Textauszug »
........
10. Eine neue Zeit?

Im Zeitalter der Aufklärung wurde den Hexenverfolgungen zunehmend die prozessrechtliche Basis entzogen. Prozessgegner wie Christian Thomasius (1655-1738) stellten nicht mehr nur die Rechtspraxis in Frage, sondern sprachen aus aufklärerischem Impetus heraus dem Glauben an Teufel und Hexen grundsätzlich jede Berechtigung ab. Zwar könne - so Immanuel Kant - die Nichtexistenz der Unholde ebenso wenig bewiesen werden wie ihre Existenz, doch die eigene Urteilsfähigkeit weise dem Einzelnen den Weg aus Unwissenheit und Vorurteilen. Der Anbruch einer neuen Zeit also? Dies gilt sicher in dem Sinne, dass Aufklärung und Fortschritt tatsächlich einen Ausweg aus dem Teufelskreis von Angst, Fanatismus und Gewalt eröffneten und das Ende der Hexenverfolgungen einleiteten.
........
(Dateneinträge)
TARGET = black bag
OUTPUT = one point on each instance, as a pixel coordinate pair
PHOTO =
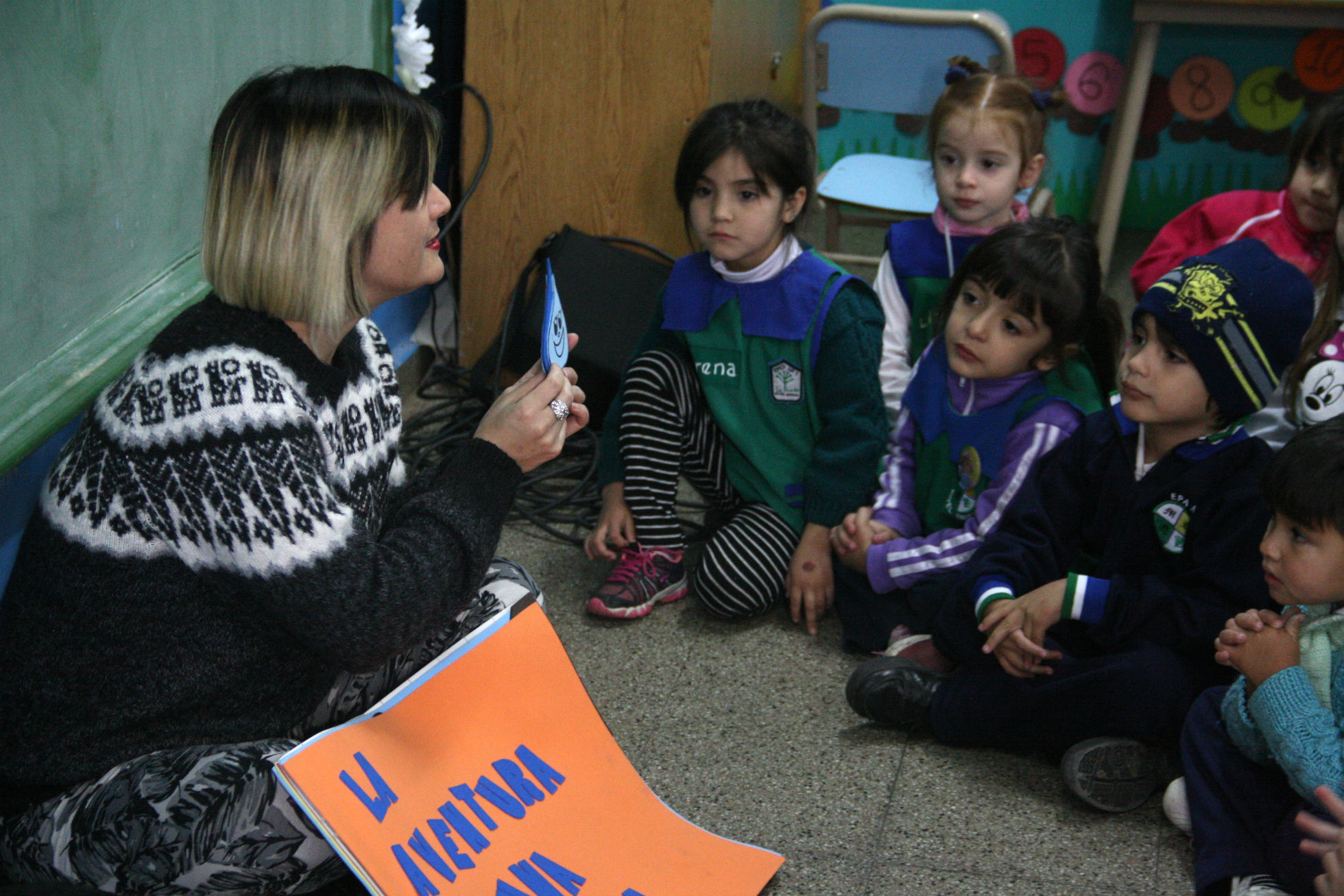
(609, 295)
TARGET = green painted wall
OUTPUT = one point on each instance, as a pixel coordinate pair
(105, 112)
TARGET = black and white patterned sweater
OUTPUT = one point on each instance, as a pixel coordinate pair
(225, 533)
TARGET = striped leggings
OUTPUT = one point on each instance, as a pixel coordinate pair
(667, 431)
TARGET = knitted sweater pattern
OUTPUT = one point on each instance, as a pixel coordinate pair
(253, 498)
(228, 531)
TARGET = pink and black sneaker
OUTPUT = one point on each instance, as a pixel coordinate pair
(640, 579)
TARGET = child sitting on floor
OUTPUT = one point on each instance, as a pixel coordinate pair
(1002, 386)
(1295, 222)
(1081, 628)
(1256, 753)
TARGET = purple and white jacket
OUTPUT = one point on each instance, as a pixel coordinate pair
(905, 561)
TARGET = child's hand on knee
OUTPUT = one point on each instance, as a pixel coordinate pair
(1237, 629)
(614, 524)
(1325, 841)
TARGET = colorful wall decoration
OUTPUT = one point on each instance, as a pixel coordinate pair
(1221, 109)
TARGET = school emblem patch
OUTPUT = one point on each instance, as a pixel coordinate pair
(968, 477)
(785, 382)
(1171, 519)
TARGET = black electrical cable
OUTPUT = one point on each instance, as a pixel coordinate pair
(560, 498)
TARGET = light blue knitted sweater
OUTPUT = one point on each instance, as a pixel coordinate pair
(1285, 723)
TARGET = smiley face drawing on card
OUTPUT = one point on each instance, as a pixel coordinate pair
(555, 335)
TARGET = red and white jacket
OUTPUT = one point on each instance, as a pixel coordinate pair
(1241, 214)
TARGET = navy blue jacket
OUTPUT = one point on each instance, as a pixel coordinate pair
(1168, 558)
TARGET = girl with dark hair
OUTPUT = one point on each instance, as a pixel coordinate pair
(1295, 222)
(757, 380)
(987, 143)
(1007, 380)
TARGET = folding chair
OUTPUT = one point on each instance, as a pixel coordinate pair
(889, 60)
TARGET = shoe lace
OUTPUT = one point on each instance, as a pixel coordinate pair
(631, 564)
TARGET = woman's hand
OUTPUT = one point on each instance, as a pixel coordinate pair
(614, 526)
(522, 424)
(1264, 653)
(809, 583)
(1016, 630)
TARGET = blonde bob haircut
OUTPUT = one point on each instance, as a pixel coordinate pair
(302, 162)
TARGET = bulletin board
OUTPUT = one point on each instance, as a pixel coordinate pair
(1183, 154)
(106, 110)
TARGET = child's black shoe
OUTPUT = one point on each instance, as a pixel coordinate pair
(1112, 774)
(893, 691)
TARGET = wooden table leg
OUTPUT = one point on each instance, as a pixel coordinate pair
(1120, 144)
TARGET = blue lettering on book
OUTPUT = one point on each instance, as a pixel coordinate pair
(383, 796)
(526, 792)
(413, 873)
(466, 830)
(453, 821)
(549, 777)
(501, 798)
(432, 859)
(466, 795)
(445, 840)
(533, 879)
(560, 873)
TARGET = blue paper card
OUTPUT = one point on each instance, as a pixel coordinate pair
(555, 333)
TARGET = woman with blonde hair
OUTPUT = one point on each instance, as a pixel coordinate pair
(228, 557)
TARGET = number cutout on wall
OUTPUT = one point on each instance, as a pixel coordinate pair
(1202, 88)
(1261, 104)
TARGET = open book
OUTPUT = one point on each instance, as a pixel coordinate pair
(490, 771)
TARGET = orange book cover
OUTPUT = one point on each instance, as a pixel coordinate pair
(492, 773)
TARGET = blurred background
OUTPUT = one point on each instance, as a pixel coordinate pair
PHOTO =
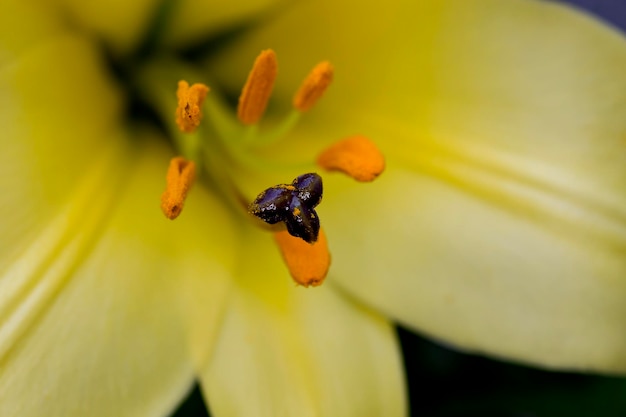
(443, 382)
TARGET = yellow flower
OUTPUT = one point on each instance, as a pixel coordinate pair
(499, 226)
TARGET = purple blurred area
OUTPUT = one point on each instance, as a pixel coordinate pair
........
Arbeitsauftrag A »
Was lässt sich laut Kant im Textauszug ebenso wenig beweisen wie die Existenz der Unholde?
Arbeitsauftrag B »
Nenne alle Bestandteile des Teufelskreises, den der Textauszug erwähnt.
Arbeitsauftrag C »
Führe den Text über die Aufklärung und das Ende der Hexenverfolgungen nach seinem letzten Satz weiter.

Ergebnis A »
Ihre Nichtexistenz.

Ergebnis B »
Angst, Fanatismus, Gewalt

Ergebnis C »
Gleichwohl möchte die Ausstellung die Hexenverfolgungen nicht nur aus der historischen Distanz betrachten, sondern auch mögliche Verbindungslinien in die Gegenwart andeuten. Der Historiker Robin Briggs hat in diesem Zusammenhang vor einiger Zeit geschrieben, dass wir, um die Hexenverfolgungen überhaupt verstehen zu können, auch "einen sehr tiefen Blick in unser eigenes Inneres" werfen müssten. Wer sich mit den Hexenverfolgungen befasse - so Briggs - begegne sehr schnell sehr vielen Gründen, die verhindern dürften, dass das Irrationale jemals von der "Bühne der Geschichte" abtrete. Man erkenne dabei rasch die Zeitlosigkeit von Verschwörungstheorien: Jeder, der sie kritisiere, könne sofort in den Kreis der mutmaßlichen Verschwörer aufgenommen werden. Dies mussten frühe Kritiker der Hexenverfolgungen wie z. B. Cornelius Loos (1546-1596) am eigenen Leibe erfahren. Arthur Miller hat den Teufelskreis von Denunziation und Gewalt - vor dem Hintergrund der Kommunistenverfolgungen der sogenannten McCarthy-Ära in den USA der fünfziger Jahre - in seinem Theaterstück Hexenjagd eindringlich beschrieben. Briggs leitet daraus eine "Lehre aus der Geschichte" ab, die eine einfache Moral habe: "Sie soll zur Vorsicht auffordern."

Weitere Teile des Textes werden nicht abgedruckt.